EXTRAIT CHOISI.
C’est leur statut social qui est en jeu.
Les
événements de 1968 ont été présentés
comme “La révolte contre le Père”, parfois en la
personne du général de Gaulle. Trente ans plus tard, la crise de
l’Etat-providence est probablement la faillite d’une
maternisation de l’Etat . L’emploi à vie,
l’emploi fourni, l’emploi garanti ne sont plus de mode.
L’activité ne passera pas toujours par le salariat.
“On aura d’autres formes d’activité qui
ne seront pas l’emploi salarié tel qu’il a
été défini durant les Trente Glorieuses (p. 34)”.
Nous devons passer de l’emploi fourni à l’
employabilité et souvent à l’
activité inventée .
Cette
transformation du travail concerne les entreprises comme les activités
familiales:
Travail et
citoyenneté
Le parallèle que fait
Dominique Schnapper entre le travail et la citoyenneté nous semble
très pertinent. Il est complémentaire de celui que fait Alain
Touraine entre instrumentalité et
culture. Le progrès de la productivité des
entreprises, nécessaire à la résorption du chômage,
ne se fera pas sans un progrès de la notion de citoyenneté. Nous
devons lutter contre le retour à la notion de communauté. Le
lien social doit devenir beaucoup plus adulte. Il s’agit de contacts
volontaires entre des personnes préalablement plus
autonomes.

ENREGISTREMENTS.

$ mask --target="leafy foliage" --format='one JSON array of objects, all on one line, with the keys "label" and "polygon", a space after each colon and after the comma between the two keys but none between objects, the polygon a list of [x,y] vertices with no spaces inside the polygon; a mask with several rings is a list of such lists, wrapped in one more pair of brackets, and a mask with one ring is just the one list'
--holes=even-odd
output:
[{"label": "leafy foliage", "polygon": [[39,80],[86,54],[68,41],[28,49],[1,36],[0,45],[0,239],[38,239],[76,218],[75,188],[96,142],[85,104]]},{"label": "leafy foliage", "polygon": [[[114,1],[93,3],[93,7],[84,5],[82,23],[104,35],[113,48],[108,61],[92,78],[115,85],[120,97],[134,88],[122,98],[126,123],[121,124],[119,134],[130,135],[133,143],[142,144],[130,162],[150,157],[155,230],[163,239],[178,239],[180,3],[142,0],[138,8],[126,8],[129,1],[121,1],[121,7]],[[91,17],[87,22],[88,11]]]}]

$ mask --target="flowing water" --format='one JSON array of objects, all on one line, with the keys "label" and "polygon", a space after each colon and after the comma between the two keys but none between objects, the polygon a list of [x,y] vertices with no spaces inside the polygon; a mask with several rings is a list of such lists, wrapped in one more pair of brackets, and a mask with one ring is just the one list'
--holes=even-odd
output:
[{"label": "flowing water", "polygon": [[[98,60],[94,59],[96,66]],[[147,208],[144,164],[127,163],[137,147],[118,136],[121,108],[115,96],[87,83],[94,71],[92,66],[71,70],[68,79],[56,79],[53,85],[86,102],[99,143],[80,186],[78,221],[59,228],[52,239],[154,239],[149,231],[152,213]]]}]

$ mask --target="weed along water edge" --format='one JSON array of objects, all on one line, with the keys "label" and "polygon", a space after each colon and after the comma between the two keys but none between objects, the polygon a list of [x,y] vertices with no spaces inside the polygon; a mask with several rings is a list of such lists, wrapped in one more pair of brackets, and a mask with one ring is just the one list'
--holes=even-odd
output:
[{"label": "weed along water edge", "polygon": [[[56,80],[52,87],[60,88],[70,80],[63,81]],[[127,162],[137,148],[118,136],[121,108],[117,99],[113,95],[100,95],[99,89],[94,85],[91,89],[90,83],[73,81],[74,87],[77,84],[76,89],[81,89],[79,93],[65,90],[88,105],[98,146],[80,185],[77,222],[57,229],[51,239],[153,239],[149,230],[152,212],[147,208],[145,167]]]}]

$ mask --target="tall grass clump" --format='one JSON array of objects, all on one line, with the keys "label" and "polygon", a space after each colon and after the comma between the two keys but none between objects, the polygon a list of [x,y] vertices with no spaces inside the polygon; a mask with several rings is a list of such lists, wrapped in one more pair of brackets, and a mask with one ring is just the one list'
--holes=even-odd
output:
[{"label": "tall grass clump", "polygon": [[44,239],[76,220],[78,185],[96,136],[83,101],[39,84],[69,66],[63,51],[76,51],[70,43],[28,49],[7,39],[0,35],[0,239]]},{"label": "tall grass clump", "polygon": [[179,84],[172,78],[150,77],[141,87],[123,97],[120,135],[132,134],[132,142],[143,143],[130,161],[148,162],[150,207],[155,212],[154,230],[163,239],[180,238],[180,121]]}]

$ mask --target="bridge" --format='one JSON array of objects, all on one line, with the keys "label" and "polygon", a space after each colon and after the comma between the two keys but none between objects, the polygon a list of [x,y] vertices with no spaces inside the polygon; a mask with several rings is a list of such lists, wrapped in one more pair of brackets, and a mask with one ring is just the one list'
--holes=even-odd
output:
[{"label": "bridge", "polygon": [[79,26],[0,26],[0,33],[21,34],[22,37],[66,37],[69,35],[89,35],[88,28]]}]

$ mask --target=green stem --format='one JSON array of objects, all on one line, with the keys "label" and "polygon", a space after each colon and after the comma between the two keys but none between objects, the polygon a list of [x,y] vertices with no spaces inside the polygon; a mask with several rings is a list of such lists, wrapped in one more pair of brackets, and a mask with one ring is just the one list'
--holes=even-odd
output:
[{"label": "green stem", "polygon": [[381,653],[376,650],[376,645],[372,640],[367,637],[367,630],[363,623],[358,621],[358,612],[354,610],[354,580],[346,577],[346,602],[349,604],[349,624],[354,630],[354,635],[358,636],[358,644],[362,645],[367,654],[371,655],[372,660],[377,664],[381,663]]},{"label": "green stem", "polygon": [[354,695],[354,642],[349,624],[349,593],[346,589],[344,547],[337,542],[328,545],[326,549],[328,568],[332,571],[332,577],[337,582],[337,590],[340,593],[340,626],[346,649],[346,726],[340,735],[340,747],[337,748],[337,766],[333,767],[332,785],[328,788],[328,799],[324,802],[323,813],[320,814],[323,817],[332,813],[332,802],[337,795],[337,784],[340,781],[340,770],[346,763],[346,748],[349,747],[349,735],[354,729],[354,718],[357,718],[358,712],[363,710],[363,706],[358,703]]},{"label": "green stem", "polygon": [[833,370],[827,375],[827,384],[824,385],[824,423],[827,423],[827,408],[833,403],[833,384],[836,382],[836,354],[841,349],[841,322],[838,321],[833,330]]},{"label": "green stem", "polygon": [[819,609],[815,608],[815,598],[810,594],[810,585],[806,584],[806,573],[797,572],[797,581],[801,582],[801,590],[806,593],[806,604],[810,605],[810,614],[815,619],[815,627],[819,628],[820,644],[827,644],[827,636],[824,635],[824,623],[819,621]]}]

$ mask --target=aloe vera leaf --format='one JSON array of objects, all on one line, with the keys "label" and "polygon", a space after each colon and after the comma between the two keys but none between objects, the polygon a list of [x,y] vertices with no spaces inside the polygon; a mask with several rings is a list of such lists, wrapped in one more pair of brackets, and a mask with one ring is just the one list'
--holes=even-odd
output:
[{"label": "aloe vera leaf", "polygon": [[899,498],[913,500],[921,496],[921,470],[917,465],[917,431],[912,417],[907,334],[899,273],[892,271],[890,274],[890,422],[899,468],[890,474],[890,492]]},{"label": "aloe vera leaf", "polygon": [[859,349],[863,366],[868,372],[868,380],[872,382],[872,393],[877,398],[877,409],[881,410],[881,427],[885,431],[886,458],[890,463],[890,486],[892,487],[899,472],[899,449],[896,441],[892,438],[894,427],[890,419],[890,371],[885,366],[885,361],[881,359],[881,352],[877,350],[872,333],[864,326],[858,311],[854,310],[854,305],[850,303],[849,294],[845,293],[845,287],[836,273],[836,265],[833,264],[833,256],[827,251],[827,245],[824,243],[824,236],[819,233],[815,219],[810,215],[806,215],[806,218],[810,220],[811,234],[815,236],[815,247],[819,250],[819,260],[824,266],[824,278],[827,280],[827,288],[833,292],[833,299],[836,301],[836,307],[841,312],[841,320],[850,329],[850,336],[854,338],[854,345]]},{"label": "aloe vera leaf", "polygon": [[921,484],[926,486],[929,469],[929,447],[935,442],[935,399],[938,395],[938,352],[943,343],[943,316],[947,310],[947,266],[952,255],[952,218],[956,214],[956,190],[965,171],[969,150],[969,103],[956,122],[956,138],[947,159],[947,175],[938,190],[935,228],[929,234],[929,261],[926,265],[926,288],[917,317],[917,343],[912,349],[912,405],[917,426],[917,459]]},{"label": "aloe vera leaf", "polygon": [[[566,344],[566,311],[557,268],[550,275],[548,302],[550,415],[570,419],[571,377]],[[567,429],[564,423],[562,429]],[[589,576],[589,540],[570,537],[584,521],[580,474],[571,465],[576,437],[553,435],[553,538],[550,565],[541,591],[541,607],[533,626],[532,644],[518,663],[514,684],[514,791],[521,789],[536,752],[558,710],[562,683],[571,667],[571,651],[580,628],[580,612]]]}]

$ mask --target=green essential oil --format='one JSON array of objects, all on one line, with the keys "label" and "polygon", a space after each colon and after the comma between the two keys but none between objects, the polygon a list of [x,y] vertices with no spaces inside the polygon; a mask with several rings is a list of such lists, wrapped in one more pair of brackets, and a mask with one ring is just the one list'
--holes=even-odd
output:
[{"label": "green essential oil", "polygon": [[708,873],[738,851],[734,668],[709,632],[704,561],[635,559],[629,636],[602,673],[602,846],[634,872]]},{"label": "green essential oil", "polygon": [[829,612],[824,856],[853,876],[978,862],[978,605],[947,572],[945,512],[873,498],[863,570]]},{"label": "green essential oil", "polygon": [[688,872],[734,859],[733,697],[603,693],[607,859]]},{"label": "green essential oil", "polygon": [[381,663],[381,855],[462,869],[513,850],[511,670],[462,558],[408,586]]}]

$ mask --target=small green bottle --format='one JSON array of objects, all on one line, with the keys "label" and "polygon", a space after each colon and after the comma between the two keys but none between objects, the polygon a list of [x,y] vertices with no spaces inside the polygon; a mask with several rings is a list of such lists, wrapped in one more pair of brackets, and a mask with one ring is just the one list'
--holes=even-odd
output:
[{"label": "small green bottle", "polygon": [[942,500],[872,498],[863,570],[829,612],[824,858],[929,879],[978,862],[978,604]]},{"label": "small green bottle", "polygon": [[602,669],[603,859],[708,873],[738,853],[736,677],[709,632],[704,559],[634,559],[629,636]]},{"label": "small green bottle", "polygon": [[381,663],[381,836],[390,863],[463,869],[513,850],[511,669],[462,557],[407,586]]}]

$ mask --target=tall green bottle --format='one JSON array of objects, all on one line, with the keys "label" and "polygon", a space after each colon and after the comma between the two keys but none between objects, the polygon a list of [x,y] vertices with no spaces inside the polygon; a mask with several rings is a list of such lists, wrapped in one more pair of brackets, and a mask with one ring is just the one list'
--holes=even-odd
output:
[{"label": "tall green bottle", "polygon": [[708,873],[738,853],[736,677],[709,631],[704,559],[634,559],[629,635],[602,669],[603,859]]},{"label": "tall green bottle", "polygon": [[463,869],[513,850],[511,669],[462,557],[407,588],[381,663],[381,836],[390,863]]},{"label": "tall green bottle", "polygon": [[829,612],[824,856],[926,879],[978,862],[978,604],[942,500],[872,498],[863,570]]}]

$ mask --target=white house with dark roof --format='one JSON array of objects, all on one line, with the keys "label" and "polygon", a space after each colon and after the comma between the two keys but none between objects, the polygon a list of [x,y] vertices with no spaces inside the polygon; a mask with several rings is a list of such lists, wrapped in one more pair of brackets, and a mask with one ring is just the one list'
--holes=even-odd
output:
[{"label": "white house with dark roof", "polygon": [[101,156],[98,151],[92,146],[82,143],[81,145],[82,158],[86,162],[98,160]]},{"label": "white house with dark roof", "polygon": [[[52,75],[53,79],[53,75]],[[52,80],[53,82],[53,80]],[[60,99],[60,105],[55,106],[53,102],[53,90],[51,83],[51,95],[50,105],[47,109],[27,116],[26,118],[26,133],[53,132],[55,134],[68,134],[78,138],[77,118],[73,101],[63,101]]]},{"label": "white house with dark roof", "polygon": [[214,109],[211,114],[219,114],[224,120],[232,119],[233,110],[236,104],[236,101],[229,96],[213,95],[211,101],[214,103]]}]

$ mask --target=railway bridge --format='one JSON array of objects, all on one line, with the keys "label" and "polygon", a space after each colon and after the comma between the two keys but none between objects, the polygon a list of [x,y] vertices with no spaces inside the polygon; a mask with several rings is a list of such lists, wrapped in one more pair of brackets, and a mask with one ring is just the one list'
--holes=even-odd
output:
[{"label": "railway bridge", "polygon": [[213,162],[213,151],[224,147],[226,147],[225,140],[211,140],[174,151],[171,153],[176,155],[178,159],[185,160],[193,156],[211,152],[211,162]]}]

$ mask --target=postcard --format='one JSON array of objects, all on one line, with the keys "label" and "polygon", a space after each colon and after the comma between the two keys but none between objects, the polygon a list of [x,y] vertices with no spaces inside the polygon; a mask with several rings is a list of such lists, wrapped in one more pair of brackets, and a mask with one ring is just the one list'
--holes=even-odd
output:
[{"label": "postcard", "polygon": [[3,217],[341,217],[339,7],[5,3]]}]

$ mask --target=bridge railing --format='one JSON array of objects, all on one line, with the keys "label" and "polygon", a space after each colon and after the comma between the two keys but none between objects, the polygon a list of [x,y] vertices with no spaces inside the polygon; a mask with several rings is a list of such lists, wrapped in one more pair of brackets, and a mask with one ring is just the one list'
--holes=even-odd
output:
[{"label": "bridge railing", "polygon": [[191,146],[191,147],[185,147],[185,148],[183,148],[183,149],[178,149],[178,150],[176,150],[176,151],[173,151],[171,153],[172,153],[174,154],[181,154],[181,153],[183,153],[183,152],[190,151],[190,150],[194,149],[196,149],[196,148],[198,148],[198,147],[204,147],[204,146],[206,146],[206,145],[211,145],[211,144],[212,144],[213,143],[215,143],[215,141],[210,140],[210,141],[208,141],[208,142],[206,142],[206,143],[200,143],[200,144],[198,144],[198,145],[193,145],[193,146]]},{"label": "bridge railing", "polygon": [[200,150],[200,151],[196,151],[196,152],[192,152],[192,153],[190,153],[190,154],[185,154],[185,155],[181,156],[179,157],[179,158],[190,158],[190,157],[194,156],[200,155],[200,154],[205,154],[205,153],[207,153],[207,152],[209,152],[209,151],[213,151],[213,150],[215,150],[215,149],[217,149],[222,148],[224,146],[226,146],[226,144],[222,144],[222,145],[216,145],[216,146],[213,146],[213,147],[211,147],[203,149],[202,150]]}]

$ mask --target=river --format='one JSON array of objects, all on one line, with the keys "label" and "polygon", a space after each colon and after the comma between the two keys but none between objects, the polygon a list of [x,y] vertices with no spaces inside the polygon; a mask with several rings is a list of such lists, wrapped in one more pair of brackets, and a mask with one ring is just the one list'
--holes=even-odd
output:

EXERCICES.
**A)** Répondez brièvement à ces questions sur l'extrait :
(i) Comment les événements de 1968 ont-ils été présentés ?
(ii) Entre quelles deux notions Alain Touraine fait-il un parallèle ?
(iii) Contre quel retour devons-nous lutter ?
**B)** Citez mot pour mot le passage de l'extrait qui commence par « L’activité ne passera » et se termine par « activité inventée . ».
Pour répondre, servez-vous uniquement de l'extrait.

CORRIGÉS.
**A)**
(i) Comme « La révolte contre le Père », parfois en la personne du général de Gaulle.
(ii) Entre instrumentalité et culture.
(iii) Contre le retour à la notion de communauté.

**B)**
L’activité ne passera pas toujours par le salariat.
“On aura d’autres formes d’activité qui
ne seront pas l’emploi salarié tel qu’il a
été défini durant les Trente Glorieuses (p. 34)”.
Nous devons passer de l’emploi fourni à l’
employabilité et souvent à l’
activité inventée .